● **The problem**
Carry on the essay about the NATO bombing of Kosovo, starting right after its last sentence. The data that follows the essay is not part of it.

● **Text**
============================================================
The Current Bombings

By Noam Chomsky

 
I'd like to make a few general observations about the NATO (mainly US)
bombing of Kosovo, keeping to facts that are not seriously contested.
 
There are two fundamental issues: (1) What are the accepted and
applicable "rules of world order"? (2) How do these or other considerations
apply in the case of Kosovo?
 
(1) What are the accepted and applicable "rules of world order"?
There is a regime of international law and international order,
binding on all states, based on the UN Charter and subsequent resolutions
and World Court decisions. In brief, the threat or use of force is banned
unless explicitly authorized by the Security Council after it has
determined that peaceful means have failed, or in self-defense against
"armed attack" (a narrow concept) until the Security Council acts.
 
There is, of course, more to say. Thus there is at least a tension,
if not an outright contradiction, between the rules of world order laid
down in the UN Charter and the rights articulated in the Universal
Declaration of Human Rights (UD), a second pillar of the world order
established under US initiative after World War II. The Charter bans force
violating state sovereignty; the UD guarantees the rights of individuals
against oppressive states. The issue of "humanitarian intervention" arises
from this tension. It is the right of "humanitarian intervention" that is
claimed by the US/NATO in Kosovo, and that is generally supported by
editorial opinion and news reports (in the latter case, reflexively, even
by the very choice of terminology).
 
The question is addressed in a news report in the NY Times (March 27),
headlined "Legal Scholars Support Case for Using Force" in Kosovo (March
27). One example is offered: Allen Gerson, former counsel to the US mission
to the UN. Two other legal scholars are cited. One, Ted Galen Carpenter,
"scoffed at the Administration argument" and dismissed the alleged right of
intervention. The third is Jack Goldsmith, a specialist on international
law at Chicago Law school. He says that critics of the NATO bombing "have a
pretty good legal argument," but "many people think [an exception for
humanitarian intervention] does exist as a matter of custom and practice."
============================================================
● **Entries shown**
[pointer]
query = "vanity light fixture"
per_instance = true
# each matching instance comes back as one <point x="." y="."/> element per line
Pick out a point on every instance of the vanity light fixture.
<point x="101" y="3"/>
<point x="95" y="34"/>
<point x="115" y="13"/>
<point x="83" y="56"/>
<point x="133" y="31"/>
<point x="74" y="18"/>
============================================================
● **Answer for the task**
That summarizes the evidence offered to justify the favored conclusion
stated in the headline.
 
Goldsmith's observation is reasonable, at least if we agree that
facts are relevant to the determination of "custom and practice." We may
also bear in mind a truism: the right of humanitarian intervention, if it
exists, is premised on the "good faith" of those intervening, and that
assumption is based not on their rhetoric but on their record, in
particular their record of adherence to the principles of international
law, World Court decisions, and so on. That is indeed a truism, at least
with regard to others. Consider, for example, Iranian offers to intervene
in Bosnia to prevent massacres at a time when the West would not do so.
These were dismissed with ridicule (in fact, ignored); if there was a
reason beyond subordination to power, it was because Iranian "good faith"
could not be assumed. A rational person then asks obvious questions: is
the Iranian record of intervention and terror worse than that of the US?
And other questions, for example: How should we assess the "good faith" of
the only country to have vetoed a Security Council resolution calling on
all states to obey international law? What about its historical record?
Unless such questions are prominent on the agenda of discourse, an honest
person will dismiss it as mere allegiance to doctrine. A useful exercise
is to determine how much of the literature-- media or other -- survives
such elementary conditions as these.
 
(2) How do these or other considerations apply in the case of Kosovo?
There has been a humanitarian catastrophe in Kosovo in the past
year,overwhelmingly attributable to Yugoslav military forces. The main
victims have been ethnic Albanian Kosovars, some 90% of the population of
this Yugoslav territory. The standard estimate is 2000 deaths and hundreds
of thousands of refugees.
 
In such cases, outsiders have three choices:
(I) try to escalate the catastrophe;
(II) do nothing;
(III) try to mitigate the catastrophe.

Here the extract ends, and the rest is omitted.